What you are asked to do
Copy every line of the items below word for word, and leave the pictures out of your answer.

Material shown
━━━
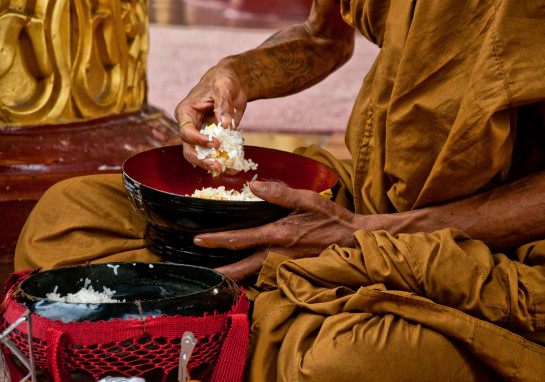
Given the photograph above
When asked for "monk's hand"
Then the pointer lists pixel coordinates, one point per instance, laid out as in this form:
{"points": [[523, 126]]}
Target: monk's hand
{"points": [[314, 224], [217, 98]]}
━━━
Reply to the task
Given the photograph above
When asked for "monk's hand"
Then the pointer lists pixel coordinates, one point per instance, laid out as in this form:
{"points": [[523, 126]]}
Target: monk's hand
{"points": [[314, 224], [217, 98]]}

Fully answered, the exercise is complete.